### Page extract
In this post to Oscium’s blog, readers get a look at the insides of a simple cell phone. There are a number of subsystems that bring cell phone users the basic functionality attributed to almost every cell phone these days. These functions include a dynamic digital display, microphones and speakers, an audio output jack (for using phones as music players with headphones), digitization of voice and transceiver functions, and of course all the embedded systems and programming that ties everything together.
Goal: Operate The Cell Phone In “Spread Formation”
The motivation for dismantling this cell phone and adding the jumper wires shown in the included photos was to monitor nodes of interest in the phone’s signal path from voice to transmitting bits over the air. Nodes of interest would include some of the following:
- Digital I/O between the SIM card and the phone’s processor
- Signals between the Tx/Rx antenna and the processor and modulator sections
- Key points in the power regulation circuits during power up and power down
- Communication between the processor and tcodee memory or other pieces in the chip set.
Connecting Power And Ground
Great care was used in separating the many pieces of the phone and then adding jumper wires as needed to restore electrical connectivity between the removed battery and the phone’s PCB. Batteries tend to explode and out gas when heated above their operating temperature. Soldering to the terminals of a battery isn’t advisable because of the inherent risk of overheating the battery.
Another risk associated with hardwiring a battery to a load is the possibility of incorrectly wiring the connection and shorting out the battery. Batteries get very hot rather quickly when the positive and negative terminals are shorted together, and when the connections are made semi-permanent with solder, it’s just that much harder to break the connection in a hurry.
Understanding the associated risks explained previously, however, the power and ground connections were soldered to the battery and phone without incident. The phone powered up as expected. Kapton tape across the terminals of the battery and on the phone insulates the contacts and prevents inadvertent shorts.
Hacking An Interface With The SIM Card
First, what is a SIM Card and what exactly does it do?

### Stored rows
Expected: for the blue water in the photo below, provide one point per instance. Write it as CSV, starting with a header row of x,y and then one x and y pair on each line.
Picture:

* * *

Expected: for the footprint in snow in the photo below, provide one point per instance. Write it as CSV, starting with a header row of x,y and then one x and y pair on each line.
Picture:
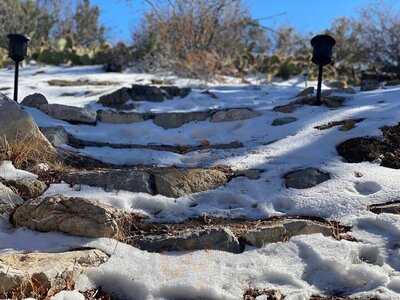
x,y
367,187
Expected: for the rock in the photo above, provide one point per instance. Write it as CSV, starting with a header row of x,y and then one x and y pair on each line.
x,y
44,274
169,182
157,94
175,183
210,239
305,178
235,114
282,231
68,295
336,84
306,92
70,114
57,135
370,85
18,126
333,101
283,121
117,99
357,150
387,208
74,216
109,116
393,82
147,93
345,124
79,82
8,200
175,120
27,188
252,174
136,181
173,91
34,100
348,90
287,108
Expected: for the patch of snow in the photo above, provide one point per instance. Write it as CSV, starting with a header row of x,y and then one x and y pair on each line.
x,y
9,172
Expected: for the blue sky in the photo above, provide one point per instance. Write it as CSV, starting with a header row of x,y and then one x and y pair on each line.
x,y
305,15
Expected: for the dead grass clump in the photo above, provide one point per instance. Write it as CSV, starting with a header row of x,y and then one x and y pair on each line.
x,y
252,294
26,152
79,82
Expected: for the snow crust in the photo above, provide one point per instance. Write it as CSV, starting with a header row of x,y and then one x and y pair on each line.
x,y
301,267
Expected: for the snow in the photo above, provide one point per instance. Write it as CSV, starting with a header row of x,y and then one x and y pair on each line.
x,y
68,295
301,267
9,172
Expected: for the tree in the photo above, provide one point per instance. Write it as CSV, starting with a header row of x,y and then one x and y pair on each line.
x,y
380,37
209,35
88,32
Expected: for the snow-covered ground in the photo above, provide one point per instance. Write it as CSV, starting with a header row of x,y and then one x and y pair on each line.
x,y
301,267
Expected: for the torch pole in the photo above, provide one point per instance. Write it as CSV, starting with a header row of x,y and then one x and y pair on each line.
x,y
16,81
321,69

### The task
Continue the cell phone teardown post after its last line, "First, what is a SIM Card and what exactly does it do?"

### Solved exercise
“A subscriber identity module (SIM) is an integrated circuit that securely stores the international mobile subscriber identity (IMSI) and the related key used to identify and authenticate subscribers on mobile telephony devices (such as mobile phones and computers).
A SIM card contains its unique serial number (ICCID), international mobile subscriber identity (IMSI), security authentication and ciphering information, temporary information related to the local network, a list of the services the user has access to and two passwords: a personal identification number (PIN) for ordinary use and a personal unblocking code (PUK) for PIN unlocking.”
The figure below shows two SIM chips, each one with eight (8) contact points. Unfortunately, the pin assignments aren’t universal and while the two chips in the figure below are similar, the differences between them might make the difference between the SIM reader working or not if the wrong pin assignment is assumed.
The SIM card for this phone uses six (6) contacts. Fewer contacts might mean that the phone uses a simpler interface to the information on the SIM chip. Unfortunately, the SIM chip was damaged during the installation of the jumper wires. As shown in the figure below, the center pad on the left side of the chip is missing. “Lifting a pad” is a problem that occurs when the heat applied from the soldering iron is enough to soften the adhesive material holding the electrical contact, or the pad, to the substrate or circuit board. At first glance it seemed that the pad was a no connect point like those in the two example SIM chips. However, when the phone failed to acknowledge the SIM card after power up, it seemed more likely that the missing pad was in fact a critical element of the circuit.
A follow on exercise to this step would be to use iMSO-204 or iMSO-104 to monitor the signal present at the corresponding contact on the phone. Monitoring the signal at the phone might reveal the type of signal missing. Is it the CLK? Pad C3 in the two examples above is the clock for the SIM chip, so it’s likely that the phone didn’t recognize the SIM chip because the clock wasn’t getting to the chip.
Oscium's handheld oscilloscope is now available with universal platform support! So, if you're interested in using the scope on iOS, Android, PC or Mac, Oscium supports you. Please go to iMSO-204x for more information.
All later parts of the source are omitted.